** PROVIDED TEXT **
-- Start --

As shown in FIG. 2, the physical operating devices of the fixing part 10, marking part 20, and cutting part 40 may be physically spaced apart and coupled to the main body to enable driving in the forward and backward directions.

That is, the fixing part 10 may be coupled to the main body at a position that can be contacted with the member R to be processed, the marking part 20 may be located in a direction facing the member R to be processed and coupled to the main body while being spaced apart from the fixing part 10, and the cutting part 40 may be located in a direction facing the member R to be processed and coupled to the main body while being spaced apart from the marking part 20. The arrangement of each component is not limited to a special structure, and appropriate design changes are possible considering the positions of a fixing area, cutting area, and marking area during processing of the member R to be processed.

That is, in the case of the member R to be processed shown, processing work on the member R to be processed may proceed as follows: the uppermost part of the member R to be processed is fixed by the fixing part 10, the member R to be processed is loosened to allow the supplied part P to be processed to be supplied to the cutting area to the cutting part 40 for the necessary part to be cut, and the marking part 20 is driven to attach a tape to the member R to be processed or to attach the lot sticker L, which is a separate identification tag.

As shown in FIGS. 1 and 2, the fixing part 10 may include a near roll 11 rotatably coupled at one end thereof to contact the member R to be processed and fix the rotation of the roll-shaped member R to be processed.

The near roll 11 may contact the roll-shaped member R to be processed in a stationary state to fix the roll-shaped member R to be processed without loosening. However, by contacting and rotating in the same or opposite direction to the rotation direction of the roll-shaped member R to be processed, appropriate tension may be applied to prevent the fixation of the roll-shaped member R to be processed or the part P to be processed of the roll-shaped member R to be processed from being loosely wound.

The size or material of the near roll 11 is not particularly limited, but it is appropriate to use a material with high friction so that the near roll 11 can be fixed in contact with the roll-shaped member R to be processed. For example, a material such as rubber may be applied.

The processing device 1 according to an embodiment of the present disclosure may include at least one distance sensor 30 that senses the position of the roll-shaped member R to be processed during processing of the member R to be processed. The distance sensor 30 may control and set the appropriate processing position by sensing the distance between the processing device 1 or each component of the processing device 1 and the member R to be processed.

The distance sensor 30 may be coupled to the fixing part 10, marking part 20, and cutting part 40 that operate in the forward and backward directions, but may be coupled to the fixed main body of the processing device 1 to maintain a stable working distance.

In the case of detection sensors 51 and 52, at least one sensor that senses the processing surface of the member R to be processed may be combined. When cutting the tape connection portion of the member R to be processed, the detection sensors 51 and 52 may accurately determine the cutting area when cutting the tape connection portion by detecting the tape connection portion or distinguishing and detecting the surface of the part P to be processed rather than the tape connection portion.

In this way, the cutting area of the part P to be processed supplied as the member R to be processed is released may be accurately determined by means of the detection sensors 51 and 52, so that the cutting part 40 may operate at that position.

As shown in FIG. 2, the detection sensors 51 and 52 may be formed of a first detection sensor 51 coupled to one end of the cutting part 40 and a second detection sensor 52 coupled to the other end of the cutting part 40, and may operate to sense the cutting area of the part P to be processed. However, the coupling position of the detection sensors 51 and 52 is not limited to the specific position shown, and the sensors 51 and 52 may be coupled to an appropriate location of the processing device 1 other than the cutting part 40 for processing of the member R to be processed.

-- End --

** JOBS **
1. Retype the passage on the roll processing device word for word, starting at "In the case of detection" and ending at "tape connection portion.".
2. List every numeric reference numeral in the passage on the roll processing device, each with the component name the passage gives it.
3. Carry on the passage on the roll processing device, picking up after its final sentence.

** DATA EXCERPTS **
-- Start --

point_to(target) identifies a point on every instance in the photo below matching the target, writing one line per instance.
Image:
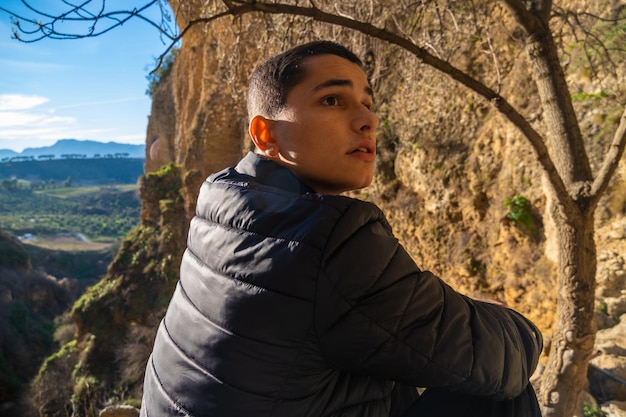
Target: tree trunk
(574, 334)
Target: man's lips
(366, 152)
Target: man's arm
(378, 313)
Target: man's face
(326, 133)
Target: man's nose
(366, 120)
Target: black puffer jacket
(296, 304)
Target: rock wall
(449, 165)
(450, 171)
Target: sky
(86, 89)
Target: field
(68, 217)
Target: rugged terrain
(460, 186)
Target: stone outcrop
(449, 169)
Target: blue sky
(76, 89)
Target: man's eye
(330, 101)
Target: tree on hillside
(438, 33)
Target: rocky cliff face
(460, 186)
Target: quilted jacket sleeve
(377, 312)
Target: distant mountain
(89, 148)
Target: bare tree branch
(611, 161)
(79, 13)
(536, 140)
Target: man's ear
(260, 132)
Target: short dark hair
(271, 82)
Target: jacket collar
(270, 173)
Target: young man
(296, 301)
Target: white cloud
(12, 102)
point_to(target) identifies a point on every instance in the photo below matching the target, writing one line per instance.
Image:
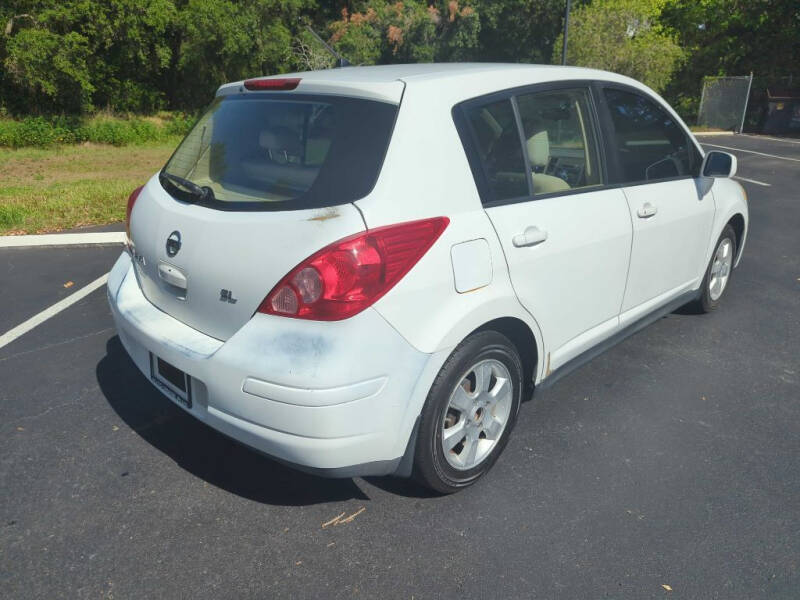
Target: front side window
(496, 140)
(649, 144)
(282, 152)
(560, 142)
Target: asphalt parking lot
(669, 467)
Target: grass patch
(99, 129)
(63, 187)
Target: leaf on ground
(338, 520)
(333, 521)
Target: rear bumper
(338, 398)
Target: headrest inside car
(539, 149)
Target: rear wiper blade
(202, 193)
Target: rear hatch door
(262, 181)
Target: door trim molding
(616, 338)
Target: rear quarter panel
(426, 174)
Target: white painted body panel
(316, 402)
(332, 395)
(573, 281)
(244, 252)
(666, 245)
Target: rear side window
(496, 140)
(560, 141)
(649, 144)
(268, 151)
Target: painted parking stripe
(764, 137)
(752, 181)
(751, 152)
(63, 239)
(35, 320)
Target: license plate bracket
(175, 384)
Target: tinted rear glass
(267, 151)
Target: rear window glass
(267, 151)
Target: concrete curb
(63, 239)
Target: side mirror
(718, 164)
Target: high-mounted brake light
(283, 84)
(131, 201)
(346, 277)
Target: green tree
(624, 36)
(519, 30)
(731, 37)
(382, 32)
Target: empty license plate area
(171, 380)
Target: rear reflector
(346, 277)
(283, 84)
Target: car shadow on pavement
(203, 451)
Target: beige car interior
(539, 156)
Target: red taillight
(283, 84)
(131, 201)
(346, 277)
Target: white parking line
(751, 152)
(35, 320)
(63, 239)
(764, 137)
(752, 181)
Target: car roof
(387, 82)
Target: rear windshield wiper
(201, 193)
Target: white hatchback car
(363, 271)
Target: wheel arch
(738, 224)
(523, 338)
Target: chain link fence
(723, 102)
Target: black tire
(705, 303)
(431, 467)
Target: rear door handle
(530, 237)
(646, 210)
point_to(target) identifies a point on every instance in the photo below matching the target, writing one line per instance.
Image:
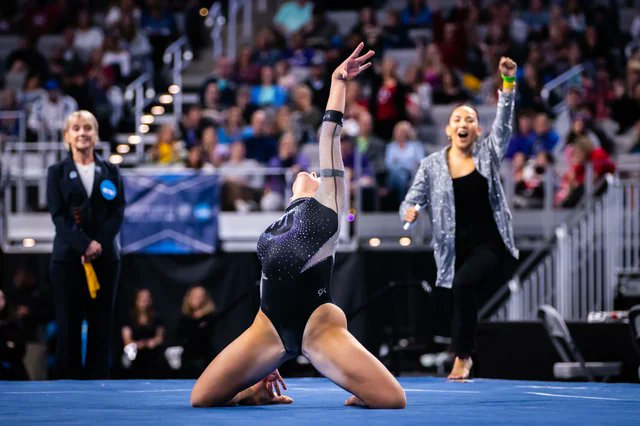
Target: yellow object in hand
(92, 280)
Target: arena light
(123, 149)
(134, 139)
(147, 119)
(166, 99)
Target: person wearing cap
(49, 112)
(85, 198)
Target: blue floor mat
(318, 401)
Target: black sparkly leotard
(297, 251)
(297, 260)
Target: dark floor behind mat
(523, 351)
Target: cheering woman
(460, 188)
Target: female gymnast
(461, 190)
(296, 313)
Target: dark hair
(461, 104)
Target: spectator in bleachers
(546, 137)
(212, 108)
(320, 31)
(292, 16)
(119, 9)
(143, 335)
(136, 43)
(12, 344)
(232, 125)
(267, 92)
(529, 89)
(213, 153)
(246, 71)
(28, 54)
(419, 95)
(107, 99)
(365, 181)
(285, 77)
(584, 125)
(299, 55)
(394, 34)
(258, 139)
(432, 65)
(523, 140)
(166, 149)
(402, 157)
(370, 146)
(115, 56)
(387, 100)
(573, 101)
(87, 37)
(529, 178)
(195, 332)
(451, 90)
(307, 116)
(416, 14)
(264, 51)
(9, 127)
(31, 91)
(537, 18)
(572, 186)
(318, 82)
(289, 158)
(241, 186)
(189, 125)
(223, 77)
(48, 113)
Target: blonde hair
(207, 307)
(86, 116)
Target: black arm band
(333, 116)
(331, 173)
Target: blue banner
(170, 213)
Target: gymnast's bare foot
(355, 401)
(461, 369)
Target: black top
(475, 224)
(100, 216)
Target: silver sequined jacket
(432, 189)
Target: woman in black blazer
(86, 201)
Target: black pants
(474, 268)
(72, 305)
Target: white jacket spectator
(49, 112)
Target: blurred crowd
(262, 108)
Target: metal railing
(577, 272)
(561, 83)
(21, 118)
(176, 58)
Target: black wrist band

-- End --

** ANSWERS **
1.
In the case of detection sensors 51 and 52, at least one sensor that senses the processing surface of the member R to be processed may be combined. When cutting the tape connection portion of the member R to be processed, the detection sensors 51 and 52 may accurately determine the cutting area when cutting the tape connection portion by detecting the tape connection portion or distinguishing and detecting the surface of the part P to be processed rather than the tape connection portion.

2.
1: processing device
10: fixing part
11: near roll
20: marking part
30: distance sensor
40: cutting part
51: first detection sensor
52: second detection sensor

3.
The cutting part 40 may include: a gripper part that secures the part P to be processed supplied while the member R to be processed is released, and a cutter part 43 that cuts a cutting area of the part P to be processed fixed by the gripper part.

To be specific, as shown in FIGS. 1 and 2, the gripper part may include: a pair of cylinder parts 41 disposed at opposite ends of the main body with a separation width greater than the cutting width of the part P to be processed of the member R to be processed; a driving part 42 coupled to the pair of cylinder parts 41 so that a fixing bar 42a coupled in the direction opposite to the cutting width of the part to be processed may be driven in the front and rear directions of the cutting width of the part P to be processed; and a support bar 45 whose opposite ends are respectively coupled to the cylinder parts 41 to secure the part P to be processed located between the fixing bar 42a and the support bar 45.

The cylinder parts 41 may be respectively provided at opposite ends of the main body in the width direction with the separation width greater than the width of the part P to be processed. The driving part 42 is inserted into the pair of cylinder parts 41 and driven forward and backward, and the fixing bar 42a is coupled to one end of the driving part 42 in the width direction of the part P to be processed in a direction perpendicular to the driving direction.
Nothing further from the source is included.